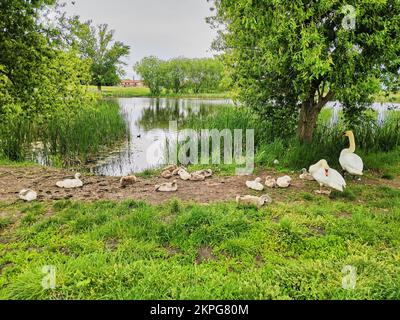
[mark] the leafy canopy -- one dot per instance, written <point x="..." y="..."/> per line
<point x="286" y="55"/>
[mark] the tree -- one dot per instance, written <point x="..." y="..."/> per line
<point x="151" y="69"/>
<point x="285" y="56"/>
<point x="175" y="74"/>
<point x="36" y="77"/>
<point x="97" y="44"/>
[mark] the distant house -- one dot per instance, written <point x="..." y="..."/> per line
<point x="131" y="83"/>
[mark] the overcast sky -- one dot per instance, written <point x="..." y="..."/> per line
<point x="165" y="28"/>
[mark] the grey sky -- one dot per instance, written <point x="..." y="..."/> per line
<point x="165" y="28"/>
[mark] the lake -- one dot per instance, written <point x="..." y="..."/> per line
<point x="148" y="128"/>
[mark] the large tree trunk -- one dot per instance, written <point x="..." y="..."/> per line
<point x="309" y="113"/>
<point x="308" y="119"/>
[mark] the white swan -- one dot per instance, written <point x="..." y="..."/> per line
<point x="71" y="183"/>
<point x="305" y="175"/>
<point x="27" y="195"/>
<point x="349" y="161"/>
<point x="327" y="177"/>
<point x="167" y="187"/>
<point x="255" y="185"/>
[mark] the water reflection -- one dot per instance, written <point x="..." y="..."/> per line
<point x="148" y="129"/>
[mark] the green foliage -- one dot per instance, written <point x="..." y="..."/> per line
<point x="151" y="71"/>
<point x="181" y="75"/>
<point x="131" y="250"/>
<point x="74" y="138"/>
<point x="289" y="55"/>
<point x="97" y="45"/>
<point x="377" y="143"/>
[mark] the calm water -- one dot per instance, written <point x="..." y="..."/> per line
<point x="148" y="126"/>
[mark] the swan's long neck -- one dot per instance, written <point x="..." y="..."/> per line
<point x="352" y="143"/>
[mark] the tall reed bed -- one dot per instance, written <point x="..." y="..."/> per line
<point x="372" y="138"/>
<point x="67" y="138"/>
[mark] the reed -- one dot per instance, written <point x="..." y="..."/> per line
<point x="73" y="138"/>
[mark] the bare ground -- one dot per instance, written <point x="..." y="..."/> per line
<point x="43" y="181"/>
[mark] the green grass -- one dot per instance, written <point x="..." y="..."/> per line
<point x="121" y="92"/>
<point x="379" y="146"/>
<point x="65" y="139"/>
<point x="131" y="250"/>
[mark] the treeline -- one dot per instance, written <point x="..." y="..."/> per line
<point x="47" y="60"/>
<point x="182" y="75"/>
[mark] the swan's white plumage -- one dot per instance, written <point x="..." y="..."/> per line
<point x="334" y="179"/>
<point x="351" y="162"/>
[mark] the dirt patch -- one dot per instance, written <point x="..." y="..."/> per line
<point x="43" y="181"/>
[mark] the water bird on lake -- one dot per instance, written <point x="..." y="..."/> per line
<point x="71" y="183"/>
<point x="253" y="200"/>
<point x="327" y="177"/>
<point x="27" y="195"/>
<point x="351" y="162"/>
<point x="127" y="181"/>
<point x="167" y="187"/>
<point x="255" y="185"/>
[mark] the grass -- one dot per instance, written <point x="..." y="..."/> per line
<point x="379" y="145"/>
<point x="134" y="92"/>
<point x="131" y="250"/>
<point x="121" y="92"/>
<point x="64" y="139"/>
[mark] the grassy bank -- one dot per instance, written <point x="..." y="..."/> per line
<point x="131" y="250"/>
<point x="63" y="139"/>
<point x="379" y="145"/>
<point x="121" y="92"/>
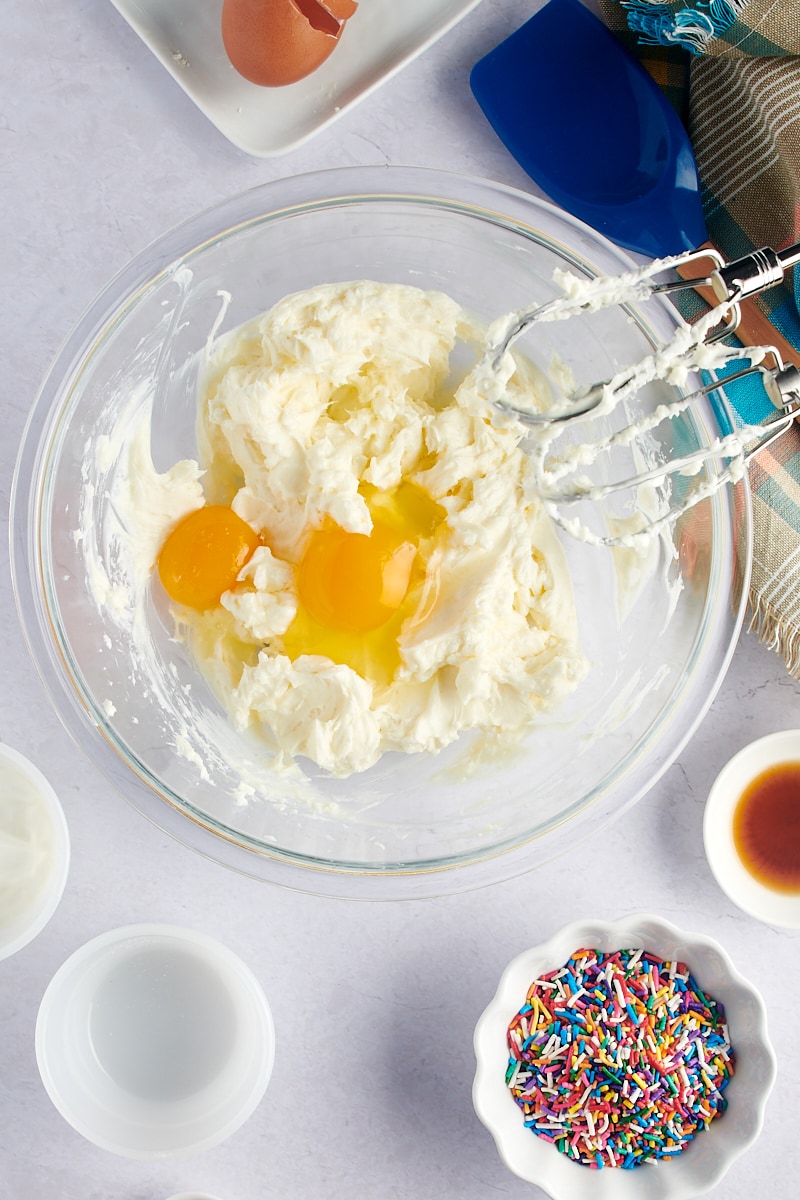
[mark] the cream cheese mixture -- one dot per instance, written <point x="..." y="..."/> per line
<point x="337" y="419"/>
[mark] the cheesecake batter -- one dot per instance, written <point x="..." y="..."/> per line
<point x="342" y="411"/>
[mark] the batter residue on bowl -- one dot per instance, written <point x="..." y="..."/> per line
<point x="407" y="585"/>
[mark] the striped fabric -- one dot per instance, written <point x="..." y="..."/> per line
<point x="732" y="70"/>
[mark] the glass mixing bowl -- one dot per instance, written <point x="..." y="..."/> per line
<point x="413" y="825"/>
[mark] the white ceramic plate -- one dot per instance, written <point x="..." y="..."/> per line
<point x="380" y="39"/>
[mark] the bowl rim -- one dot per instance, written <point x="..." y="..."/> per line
<point x="530" y="1157"/>
<point x="506" y="207"/>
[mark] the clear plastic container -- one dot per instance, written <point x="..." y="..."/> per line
<point x="155" y="1042"/>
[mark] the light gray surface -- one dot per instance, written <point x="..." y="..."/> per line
<point x="374" y="1005"/>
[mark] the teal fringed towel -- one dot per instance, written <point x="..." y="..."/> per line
<point x="732" y="70"/>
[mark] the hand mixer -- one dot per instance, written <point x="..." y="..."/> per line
<point x="699" y="346"/>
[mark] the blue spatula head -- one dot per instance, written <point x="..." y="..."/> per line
<point x="593" y="129"/>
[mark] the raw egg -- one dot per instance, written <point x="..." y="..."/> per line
<point x="276" y="42"/>
<point x="203" y="555"/>
<point x="355" y="591"/>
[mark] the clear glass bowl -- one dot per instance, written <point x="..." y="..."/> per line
<point x="411" y="825"/>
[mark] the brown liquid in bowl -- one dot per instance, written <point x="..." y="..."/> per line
<point x="767" y="827"/>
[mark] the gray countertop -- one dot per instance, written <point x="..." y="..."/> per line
<point x="374" y="1005"/>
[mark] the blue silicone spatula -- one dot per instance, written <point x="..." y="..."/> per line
<point x="594" y="130"/>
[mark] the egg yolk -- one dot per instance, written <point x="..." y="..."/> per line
<point x="355" y="591"/>
<point x="203" y="555"/>
<point x="354" y="581"/>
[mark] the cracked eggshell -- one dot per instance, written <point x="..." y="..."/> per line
<point x="276" y="42"/>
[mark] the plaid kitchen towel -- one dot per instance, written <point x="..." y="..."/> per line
<point x="732" y="70"/>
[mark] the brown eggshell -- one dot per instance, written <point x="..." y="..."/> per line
<point x="275" y="42"/>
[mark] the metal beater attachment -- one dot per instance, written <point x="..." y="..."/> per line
<point x="698" y="347"/>
<point x="781" y="384"/>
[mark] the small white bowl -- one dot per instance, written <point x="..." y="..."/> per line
<point x="155" y="1042"/>
<point x="732" y="875"/>
<point x="705" y="1161"/>
<point x="34" y="851"/>
<point x="193" y="1195"/>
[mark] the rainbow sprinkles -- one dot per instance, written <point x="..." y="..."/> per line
<point x="619" y="1059"/>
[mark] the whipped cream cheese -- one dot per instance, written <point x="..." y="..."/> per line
<point x="336" y="390"/>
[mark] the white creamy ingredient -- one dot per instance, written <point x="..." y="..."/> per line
<point x="685" y="353"/>
<point x="342" y="385"/>
<point x="26" y="845"/>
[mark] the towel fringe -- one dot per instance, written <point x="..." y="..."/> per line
<point x="660" y="24"/>
<point x="776" y="633"/>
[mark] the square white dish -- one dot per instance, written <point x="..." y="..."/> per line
<point x="380" y="39"/>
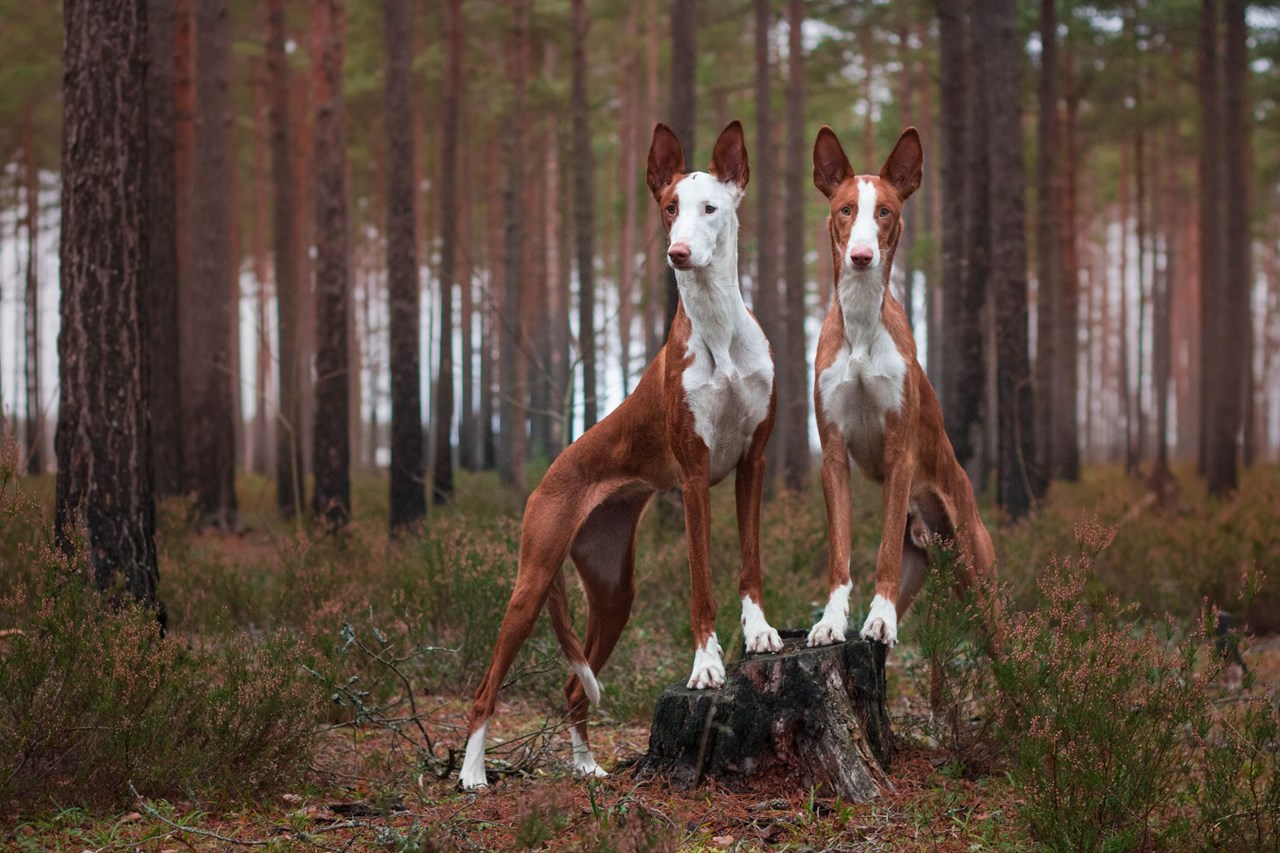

WHAT YOU NEED TO DO:
Write out every entry exactly. Pictures do not belong in the copy.

EXERCISE SOLUTION:
[mark] the leafy canopy -- one dot per instance, written <point x="..." y="..."/> per line
<point x="286" y="55"/>
[mark] the tree -- one dot per instance, written <point x="..." y="..."/> per line
<point x="151" y="69"/>
<point x="285" y="56"/>
<point x="175" y="74"/>
<point x="36" y="77"/>
<point x="97" y="44"/>
[mark] the distant house -- one dot per instance, written <point x="..." y="..."/> per line
<point x="131" y="83"/>
[mark] the overcast sky -- one dot per instance, written <point x="..." y="..."/> per line
<point x="165" y="28"/>
[mark] the grey sky -- one dot per instance, written <point x="..." y="..."/> per line
<point x="165" y="28"/>
[mark] the lake -- one dot per instance, written <point x="..." y="..."/> per line
<point x="148" y="128"/>
[mark] the large tree trunk -- one dot per instance, written <point x="..." y="..."/> per line
<point x="309" y="113"/>
<point x="308" y="119"/>
[mark] the white swan -- one dot per instance, written <point x="..." y="..."/> per line
<point x="71" y="183"/>
<point x="305" y="175"/>
<point x="27" y="195"/>
<point x="349" y="161"/>
<point x="327" y="177"/>
<point x="167" y="187"/>
<point x="255" y="185"/>
[mark] the water reflection -- one dot per instance, written <point x="..." y="..."/> per line
<point x="148" y="129"/>
[mark] the green foliage -- one dot per instance, written <point x="..." y="..."/> per line
<point x="151" y="71"/>
<point x="181" y="75"/>
<point x="131" y="250"/>
<point x="74" y="138"/>
<point x="289" y="55"/>
<point x="97" y="45"/>
<point x="377" y="143"/>
[mark] the calm water -- one dot per instance, written <point x="..." y="..."/> per line
<point x="148" y="126"/>
[mark] the swan's long neck -- one dot per instance, written <point x="..." y="..."/> per line
<point x="352" y="143"/>
[mark] the tall reed bed -- one dot per instance, written <point x="..." y="..."/> per line
<point x="372" y="138"/>
<point x="67" y="138"/>
[mark] the reed -- one dot per instance, written <point x="..." y="..."/> per line
<point x="73" y="138"/>
[mark] the bare ground -- one dot per instance, written <point x="..." y="..."/> per line
<point x="43" y="181"/>
[mark] the green grass -- one dot per instance, written <point x="..." y="..."/> per line
<point x="121" y="92"/>
<point x="379" y="146"/>
<point x="65" y="139"/>
<point x="131" y="250"/>
[mark] the treeline -- one dot per instance, written <point x="..." y="..."/> per line
<point x="47" y="60"/>
<point x="182" y="75"/>
[mark] the swan's white plumage -- one dot per instance, written <point x="..." y="..."/> per line
<point x="334" y="179"/>
<point x="351" y="162"/>
[mark] the dirt patch -- one dot per instance, written <point x="..." y="..."/> per line
<point x="43" y="181"/>
[mark] the water bird on lake -- one dot per instance, written <point x="..." y="..."/> per line
<point x="71" y="183"/>
<point x="253" y="200"/>
<point x="327" y="177"/>
<point x="27" y="195"/>
<point x="351" y="162"/>
<point x="127" y="181"/>
<point x="167" y="187"/>
<point x="255" y="185"/>
[mark] the grass -- one dot per instance, written <point x="..." y="..."/> per line
<point x="379" y="145"/>
<point x="134" y="92"/>
<point x="131" y="250"/>
<point x="121" y="92"/>
<point x="64" y="139"/>
[mark] the grassy bank -- one dot per instance, written <point x="..." y="..."/> per line
<point x="131" y="250"/>
<point x="63" y="139"/>
<point x="379" y="145"/>
<point x="121" y="92"/>
[mark] the cream cheese mixture -- one dot per instance, written <point x="..." y="..."/> per line
<point x="337" y="419"/>
[mark] the cheesecake batter -- one dot per instance, written <point x="..." y="..."/> per line
<point x="342" y="411"/>
[mark] the batter residue on bowl -- one dot per instance, written <point x="..." y="..."/> per line
<point x="407" y="585"/>
[mark] the striped fabric -- one dot per instance, written <point x="..." y="..."/> per line
<point x="732" y="70"/>
[mark] the glass mixing bowl -- one dot per instance, written <point x="..." y="..."/> per line
<point x="413" y="825"/>
[mark] the white ceramic plate -- one dot per instance, written <point x="..." y="..."/> per line
<point x="380" y="39"/>
[mark] the bowl rim -- one dot per instance, written <point x="..." y="..."/> per line
<point x="530" y="1157"/>
<point x="506" y="207"/>
[mark] the clear plastic container -- one dot per instance, written <point x="..." y="..."/> per line
<point x="155" y="1042"/>
[mark] the light gray surface -- one dot per instance, written <point x="..." y="..."/> per line
<point x="374" y="1005"/>
[mark] the teal fringed towel -- one dot per instance, written <point x="..." y="..."/> per line
<point x="732" y="70"/>
[mark] the hand mixer -- one dot per instance, written <point x="..." y="..."/> per line
<point x="699" y="346"/>
[mark] the blue spatula head -- one dot per instance, written <point x="..." y="..."/> per line
<point x="593" y="129"/>
[mark] the raw egg -- one dot per instance, written <point x="..." y="..."/> per line
<point x="276" y="42"/>
<point x="203" y="555"/>
<point x="355" y="591"/>
[mark] the clear glass bowl -- one dot per instance, written <point x="..." y="..."/> per line
<point x="411" y="825"/>
[mark] the brown liquid in bowl -- one dot per instance, written <point x="..." y="..."/> per line
<point x="767" y="827"/>
[mark] the gray countertop -- one dot per instance, written <point x="..." y="..."/> per line
<point x="374" y="1005"/>
[mark] the blue silicone spatula -- one dot per instance, written <point x="..." y="..."/> per line
<point x="594" y="130"/>
[mark] the egg yolk -- one dot per instance, written <point x="..." y="..."/> per line
<point x="355" y="591"/>
<point x="203" y="555"/>
<point x="354" y="581"/>
[mark] the cracked eggshell -- one dot per instance, written <point x="..." y="..."/> per line
<point x="276" y="42"/>
[mark] the plaid kitchen towel -- one dot per instance, written <point x="..." y="..."/> per line
<point x="732" y="70"/>
[mark] the brown eggshell -- one dot per instance, written <point x="..." y="..."/> per line
<point x="275" y="42"/>
[mark] the metal beater attachment -- one dot per instance, written <point x="..." y="..."/> per line
<point x="698" y="347"/>
<point x="781" y="384"/>
[mark] the small white bowl -- one dot per instance, written <point x="..." y="..."/> per line
<point x="155" y="1042"/>
<point x="732" y="875"/>
<point x="705" y="1161"/>
<point x="34" y="851"/>
<point x="193" y="1195"/>
[mark] the rainbow sprinkles -- one dot per instance, written <point x="..." y="..."/> per line
<point x="619" y="1059"/>
[mark] the whipped cream cheese -- one dot per instance, written <point x="..." y="..."/> per line
<point x="336" y="390"/>
[mark] the white creamy ingredient -- one dot per instance, written <point x="..." y="..."/> per line
<point x="685" y="353"/>
<point x="342" y="385"/>
<point x="26" y="845"/>
[mark] the towel fringe -- one dot per instance, written <point x="..." y="..."/> per line
<point x="660" y="24"/>
<point x="776" y="633"/>
[mark] the square white dish -- one dot per instance, written <point x="..." y="..."/> per line
<point x="380" y="39"/>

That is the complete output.